Update the rows below by swapping every "positive clicks" for "foreground clicks" and keeping everything else the same.

[Extracted records]
● ● ● ● ● ● ●
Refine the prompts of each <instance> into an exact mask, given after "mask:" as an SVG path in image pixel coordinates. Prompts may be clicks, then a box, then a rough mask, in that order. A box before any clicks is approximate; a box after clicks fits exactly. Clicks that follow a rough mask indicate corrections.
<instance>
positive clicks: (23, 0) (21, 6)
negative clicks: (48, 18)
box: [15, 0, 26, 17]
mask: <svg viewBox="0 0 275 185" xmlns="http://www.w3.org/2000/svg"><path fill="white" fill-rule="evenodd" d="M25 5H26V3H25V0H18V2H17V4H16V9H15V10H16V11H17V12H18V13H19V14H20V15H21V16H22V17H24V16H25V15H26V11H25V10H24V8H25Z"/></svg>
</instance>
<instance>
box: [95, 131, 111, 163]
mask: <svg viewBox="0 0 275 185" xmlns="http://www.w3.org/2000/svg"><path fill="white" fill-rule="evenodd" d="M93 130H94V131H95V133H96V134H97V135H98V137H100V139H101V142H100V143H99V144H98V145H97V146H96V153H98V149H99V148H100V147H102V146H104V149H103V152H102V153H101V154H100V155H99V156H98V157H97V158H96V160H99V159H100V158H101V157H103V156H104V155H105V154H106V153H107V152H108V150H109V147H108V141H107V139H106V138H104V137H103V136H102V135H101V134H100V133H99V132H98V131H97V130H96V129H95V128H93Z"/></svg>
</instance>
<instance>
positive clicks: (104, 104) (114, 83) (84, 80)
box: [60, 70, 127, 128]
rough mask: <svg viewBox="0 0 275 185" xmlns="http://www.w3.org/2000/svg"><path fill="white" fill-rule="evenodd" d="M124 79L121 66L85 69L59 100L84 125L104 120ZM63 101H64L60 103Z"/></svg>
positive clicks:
● ● ● ● ● ● ●
Expected answer –
Refine the prompts of each <instance> into an exact mask, given after "mask:" as an SVG path in image pixel coordinates. Prompts may be clicks, then a box, then a rough mask, in that order. A box before any clicks is approximate; a box after clicks fits exactly. Clicks that follow a rough mask indicate corrections.
<instance>
foreground clicks: (23, 0) (21, 6)
negative clicks: (48, 18)
box: [15, 0, 26, 17]
mask: <svg viewBox="0 0 275 185" xmlns="http://www.w3.org/2000/svg"><path fill="white" fill-rule="evenodd" d="M25 5H26V3H25V0H18V2H17V4H16V9H15V10H16V11H17V12H18V13H19V14H20V15H21V16H22V17H24V16H25V15H26V11H25V10H24V8H25Z"/></svg>
</instance>
<instance>
box: [95, 131, 111, 163]
mask: <svg viewBox="0 0 275 185" xmlns="http://www.w3.org/2000/svg"><path fill="white" fill-rule="evenodd" d="M93 130H94V131H95V133H96V134H97V135H98V137H100V139H101V142H100V143H99V144H98V145H97V146H96V153H98V149H99V148H100V147H102V146H104V149H103V152H102V153H101V154H100V155H99V156H98V157H97V158H96V160H99V159H100V158H101V157H103V156H104V155H105V154H106V153H107V152H108V150H109V147H108V141H107V139H106V138H104V137H103V136H102V135H101V134H100V133H99V132H98V131H97V130H96V129H95V128H93Z"/></svg>
</instance>
<instance>
foreground clicks: (104, 104) (114, 83) (84, 80)
box: [60, 70, 127, 128]
rough mask: <svg viewBox="0 0 275 185" xmlns="http://www.w3.org/2000/svg"><path fill="white" fill-rule="evenodd" d="M124 79L121 66L85 69L59 100L84 125L104 120ZM63 101H64L60 103Z"/></svg>
foreground clicks:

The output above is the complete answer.